→ Testo della pagina
_ _ _ _

In generale, l’Occidente spesso ha dimostrato di ritenere che le società islamiche non siano in grado di adottare un modello di democrazia liberale. Nel caso della Turchia, molti in Europa nutrono sospetti sulle intenzioni a lungo termine dell’AKP, temendo che esso intenda alterare il carattere laico della repubblica turca attraverso una sua progressiva islamizzazione.

In realtà – hanno osservato alcuni – se dei partiti cristiani conservatori sono riusciti a diventare democratici, nulla impedisce che dei musulmani facciano la stessa cosa. Tuttavia i sospetti nei confronti dell’AKP permangono in molti ambienti europei.

Questo “processo alle intenzioni” nei confronti dell’AKP, che si concentra sull’ “agenda nascosta” che guiderebbe le scelte politiche di questo partito, viene del resto riproposto in maniera pressoché identica dall’élite laica e kemalista in Turchia.

Essa accusa l’AKP di voler sostituire alla “dittatura militare” una “dittatura civile” guidata dall’esecutivo, e di attentare al carattere laico dello Stato.

Alcuni osservatori in Turchia hanno tuttavia fatto rilevare che questo “processo alle intenzioni” porta in un vicolo cieco, poiché conduce alla formulazione di accuse che non sono dimostrabili né confutabili, proprio perché attengono all’ambito delle “intenzioni”.

Costoro suggeriscono di giudicare piuttosto il ruolo storico e politico  ricoperto dall’AKP, analizzando il cammino intrapreso dalla Turchia sotto la guida di questo partito – un cammino che ha portato il paese verso lo sviluppo economico, verso una maggiore democrazia, e verso un ridimensionamento dello strapotere dell’esercito.

E’ opinione di molti che, al di là delle sue “intenzioni”, l’AKP incarni il forte desiderio di “cambiamento” presente oggi nel paese, un desiderio che trascende le politiche dell’AKP stesso. I risultati del referendum del 12 settembre lo testimonierebbero: il 58% di “sì” va ben al di là del sostegno espresso al partito di Erdogan, e sta a indicare la forte volontà di riforme presente nel paese.

_ _ _ _

→ Set di dati
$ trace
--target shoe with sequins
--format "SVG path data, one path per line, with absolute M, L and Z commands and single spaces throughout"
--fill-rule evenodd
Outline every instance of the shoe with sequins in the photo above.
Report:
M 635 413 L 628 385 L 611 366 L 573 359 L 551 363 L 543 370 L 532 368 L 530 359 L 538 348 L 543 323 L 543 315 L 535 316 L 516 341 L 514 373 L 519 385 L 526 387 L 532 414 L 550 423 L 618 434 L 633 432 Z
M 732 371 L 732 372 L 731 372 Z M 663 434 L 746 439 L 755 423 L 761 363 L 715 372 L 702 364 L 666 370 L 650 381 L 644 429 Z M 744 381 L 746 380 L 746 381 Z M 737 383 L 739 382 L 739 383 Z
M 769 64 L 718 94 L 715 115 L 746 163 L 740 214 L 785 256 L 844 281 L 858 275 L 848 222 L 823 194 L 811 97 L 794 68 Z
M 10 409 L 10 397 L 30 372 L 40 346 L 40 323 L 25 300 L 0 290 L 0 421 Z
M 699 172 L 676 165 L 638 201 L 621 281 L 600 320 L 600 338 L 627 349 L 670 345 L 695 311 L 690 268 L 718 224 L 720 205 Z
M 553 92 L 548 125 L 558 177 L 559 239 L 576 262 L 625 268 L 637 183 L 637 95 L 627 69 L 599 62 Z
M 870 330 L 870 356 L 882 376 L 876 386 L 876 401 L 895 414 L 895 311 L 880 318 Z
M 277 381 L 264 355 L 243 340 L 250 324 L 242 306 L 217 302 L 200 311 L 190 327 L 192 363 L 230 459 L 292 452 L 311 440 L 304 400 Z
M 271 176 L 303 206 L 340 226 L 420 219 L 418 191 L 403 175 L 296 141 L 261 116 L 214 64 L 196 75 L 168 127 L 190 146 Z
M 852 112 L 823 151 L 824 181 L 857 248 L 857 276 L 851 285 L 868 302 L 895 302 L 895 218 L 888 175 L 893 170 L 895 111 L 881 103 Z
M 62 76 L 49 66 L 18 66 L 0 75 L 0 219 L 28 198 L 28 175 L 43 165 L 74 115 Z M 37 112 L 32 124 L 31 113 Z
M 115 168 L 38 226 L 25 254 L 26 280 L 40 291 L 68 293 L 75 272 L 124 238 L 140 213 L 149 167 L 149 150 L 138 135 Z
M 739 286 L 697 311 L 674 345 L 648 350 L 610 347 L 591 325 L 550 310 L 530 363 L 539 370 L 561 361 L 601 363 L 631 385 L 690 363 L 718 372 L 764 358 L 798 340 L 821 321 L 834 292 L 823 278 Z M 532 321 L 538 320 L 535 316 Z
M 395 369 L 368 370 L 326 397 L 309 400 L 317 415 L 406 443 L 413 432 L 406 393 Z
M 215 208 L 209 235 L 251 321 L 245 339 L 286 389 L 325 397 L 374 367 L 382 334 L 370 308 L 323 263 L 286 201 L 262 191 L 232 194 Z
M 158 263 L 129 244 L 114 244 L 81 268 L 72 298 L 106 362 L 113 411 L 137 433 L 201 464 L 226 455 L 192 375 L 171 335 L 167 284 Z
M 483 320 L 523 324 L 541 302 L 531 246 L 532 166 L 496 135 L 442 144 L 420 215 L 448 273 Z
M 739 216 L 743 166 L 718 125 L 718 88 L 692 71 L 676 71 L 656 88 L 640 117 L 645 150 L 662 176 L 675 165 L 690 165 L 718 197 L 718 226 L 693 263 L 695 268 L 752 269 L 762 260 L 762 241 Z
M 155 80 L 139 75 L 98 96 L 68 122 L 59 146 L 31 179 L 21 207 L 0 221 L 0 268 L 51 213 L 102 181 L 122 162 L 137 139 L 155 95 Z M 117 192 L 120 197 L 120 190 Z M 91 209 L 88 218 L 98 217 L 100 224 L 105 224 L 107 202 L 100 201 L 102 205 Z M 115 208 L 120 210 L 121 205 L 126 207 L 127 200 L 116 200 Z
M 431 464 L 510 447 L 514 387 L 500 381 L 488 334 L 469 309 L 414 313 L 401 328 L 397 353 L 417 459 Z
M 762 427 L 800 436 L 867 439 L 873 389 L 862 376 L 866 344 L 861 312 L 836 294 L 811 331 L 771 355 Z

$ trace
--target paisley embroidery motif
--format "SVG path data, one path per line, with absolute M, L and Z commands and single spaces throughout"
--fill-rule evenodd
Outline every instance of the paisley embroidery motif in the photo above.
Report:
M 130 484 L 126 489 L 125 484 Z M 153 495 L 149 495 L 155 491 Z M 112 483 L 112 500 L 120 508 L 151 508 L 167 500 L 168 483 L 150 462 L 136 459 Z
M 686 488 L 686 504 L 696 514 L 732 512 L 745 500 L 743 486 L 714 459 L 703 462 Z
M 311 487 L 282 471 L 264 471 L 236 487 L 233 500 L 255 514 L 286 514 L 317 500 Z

_ _ _ _

→ Compito
Ricopia per intero il testo sull'AKP e la Turchia, senza modificare nulla.

→ Esercizio svolto
In generale, l’Occidente spesso ha dimostrato di ritenere che le società islamiche non siano in grado di adottare un modello di democrazia liberale. Nel caso della Turchia, molti in Europa nutrono sospetti sulle intenzioni a lungo termine dell’AKP, temendo che esso intenda alterare il carattere laico della repubblica turca attraverso una sua progressiva islamizzazione.

In realtà – hanno osservato alcuni – se dei partiti cristiani conservatori sono riusciti a diventare democratici, nulla impedisce che dei musulmani facciano la stessa cosa. Tuttavia i sospetti nei confronti dell’AKP permangono in molti ambienti europei.

Questo “processo alle intenzioni” nei confronti dell’AKP, che si concentra sull’ “agenda nascosta” che guiderebbe le scelte politiche di questo partito, viene del resto riproposto in maniera pressoché identica dall’élite laica e kemalista in Turchia.

Essa accusa l’AKP di voler sostituire alla “dittatura militare” una “dittatura civile” guidata dall’esecutivo, e di attentare al carattere laico dello Stato.

Alcuni osservatori in Turchia hanno tuttavia fatto rilevare che questo “processo alle intenzioni” porta in un vicolo cieco, poiché conduce alla formulazione di accuse che non sono dimostrabili né confutabili, proprio perché attengono all’ambito delle “intenzioni”.

Costoro suggeriscono di giudicare piuttosto il ruolo storico e politico  ricoperto dall’AKP, analizzando il cammino intrapreso dalla Turchia sotto la guida di questo partito – un cammino che ha portato il paese verso lo sviluppo economico, verso una maggiore democrazia, e verso un ridimensionamento dello strapotere dell’esercito.

E’ opinione di molti che, al di là delle sue “intenzioni”, l’AKP incarni il forte desiderio di “cambiamento” presente oggi nel paese, un desiderio che trascende le politiche dell’AKP stesso. I risultati del referendum del 12 settembre lo testimonierebbero: il 58% di “sì” va ben al di là del sostegno espresso al partito di Erdogan, e sta a indicare la forte volontà di riforme presente nel paese.